• **WRITTEN TASK**
Copy the material below word for word, but leave the pictures out.

• **EXTRACTED RECORDS**
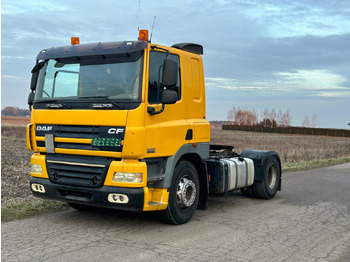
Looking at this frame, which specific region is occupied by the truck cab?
[26,30,281,224]
[27,32,210,224]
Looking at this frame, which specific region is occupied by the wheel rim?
[267,164,277,189]
[176,176,197,209]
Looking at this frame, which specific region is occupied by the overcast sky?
[1,0,350,128]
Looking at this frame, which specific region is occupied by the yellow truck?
[26,30,282,224]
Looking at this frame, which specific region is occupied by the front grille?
[46,154,111,188]
[36,124,125,152]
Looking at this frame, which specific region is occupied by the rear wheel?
[161,161,199,225]
[254,157,281,199]
[241,186,256,197]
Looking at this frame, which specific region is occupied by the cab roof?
[36,41,148,61]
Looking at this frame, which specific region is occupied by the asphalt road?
[1,163,350,262]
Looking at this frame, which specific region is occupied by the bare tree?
[276,109,283,126]
[282,110,292,127]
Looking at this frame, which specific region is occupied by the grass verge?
[282,157,350,173]
[1,157,350,222]
[1,198,69,222]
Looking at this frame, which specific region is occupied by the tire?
[253,156,281,199]
[240,186,256,197]
[161,161,200,225]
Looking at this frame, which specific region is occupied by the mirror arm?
[147,104,165,116]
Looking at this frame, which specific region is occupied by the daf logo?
[36,126,52,131]
[108,128,124,135]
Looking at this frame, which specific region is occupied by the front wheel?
[161,161,199,225]
[253,156,281,199]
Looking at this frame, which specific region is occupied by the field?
[1,117,350,208]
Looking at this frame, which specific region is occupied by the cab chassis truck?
[26,30,282,224]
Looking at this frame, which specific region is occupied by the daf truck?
[26,30,282,224]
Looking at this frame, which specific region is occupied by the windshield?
[35,51,143,102]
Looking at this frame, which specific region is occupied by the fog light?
[32,184,45,194]
[113,172,143,183]
[108,194,129,204]
[30,164,43,174]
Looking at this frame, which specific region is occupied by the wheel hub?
[176,177,197,208]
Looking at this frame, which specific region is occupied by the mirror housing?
[162,89,178,105]
[162,58,179,87]
[30,71,39,91]
[147,89,178,116]
[28,92,35,110]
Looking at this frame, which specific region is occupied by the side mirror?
[162,89,178,105]
[30,71,39,90]
[28,92,35,109]
[147,89,178,116]
[162,58,179,87]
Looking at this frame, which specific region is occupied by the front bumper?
[30,177,145,211]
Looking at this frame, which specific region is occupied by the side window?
[148,51,181,104]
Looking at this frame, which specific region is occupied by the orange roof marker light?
[70,37,80,45]
[139,29,148,42]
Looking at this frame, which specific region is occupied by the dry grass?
[1,124,350,222]
[211,128,350,163]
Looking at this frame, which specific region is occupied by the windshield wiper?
[78,96,123,109]
[34,99,72,109]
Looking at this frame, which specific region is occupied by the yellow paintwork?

• **RESULT OF THIS TASK**
Looking at this frame, which specific region is occupied by the truck cab?
[26,30,281,224]
[27,32,210,224]
Looking at this frame, which specific region is occupied by the wheel rim?
[267,164,277,189]
[176,176,197,209]
Looking at this frame, which specific region is occupied by the overcast sky?
[1,0,350,128]
Looking at this frame, which specific region is occupied by the yellow truck?
[26,30,282,224]
Looking at this frame, which specific region is occupied by the front grille?
[46,154,111,188]
[36,124,125,152]
Looking at this frame, which specific region is occupied by the rear wheel?
[161,161,199,225]
[254,157,281,199]
[241,186,256,197]
Looking at this frame, which specific region is occupied by the cab roof?
[36,41,148,61]
Looking at this frame, which specific region is occupied by the asphalt road?
[1,163,350,262]
Looking at this frame, which specific region is occupied by the bare tree?
[276,109,283,126]
[282,110,292,127]
Looking at this frame, which specific region is occupied by the grass verge?
[282,157,350,173]
[1,157,350,222]
[1,198,69,222]
Looking at this frame, which specific region is occupied by the tire?
[253,156,281,199]
[240,186,256,197]
[161,161,200,225]
Looking at this frame, which specific region is occupied by the mirror arm?
[147,104,165,116]
Looking at this frame, which specific region is occupied by the daf logo?
[36,126,52,131]
[108,128,124,135]
Looking at this frame, which specific region is occupied by the front wheel?
[161,161,199,225]
[253,156,281,199]
Looking at this frame, which specific region is occupied by the field?
[1,117,350,208]
Looking at this frame, which specific region is occupied by the cab chassis truck?
[26,30,282,224]
Looking at this frame, which specific region is occupied by the daf truck?
[26,30,282,224]
Looking at this frame, which specific region is occupied by the windshield?
[35,51,143,102]
Looking at this frame, which specific region is occupied by the fog light?
[32,184,45,194]
[113,172,143,183]
[108,194,129,204]
[30,164,43,174]
Looking at this frame, which specific region is occupied by the wheel hub?
[176,177,197,208]
Looking at this frame, which specific region is occupied by the mirror housing?
[162,89,178,105]
[162,58,179,87]
[30,71,39,91]
[147,89,178,116]
[28,92,35,110]
Looking at this frame, which specific region is occupied by the side mirror?
[162,89,178,105]
[30,71,39,90]
[28,92,35,109]
[147,89,178,116]
[162,58,179,87]
Looking at this frame, which specific region is occupied by the front bumper?
[30,177,145,211]
Looking at this frame, which specific region is occupied by the side window?
[148,51,181,104]
Looking at this frame, which specific region is occupied by the orange roof marker light?
[70,37,80,45]
[139,29,148,42]
Looking at this frame, which specific region is occupied by the dry grass?
[1,124,350,222]
[211,128,350,163]
Looking at this frame, which specific region is occupied by the windshield wiper?
[78,96,123,109]
[34,99,72,109]
Looking at this frame, which specific region is occupied by the yellow paintwork?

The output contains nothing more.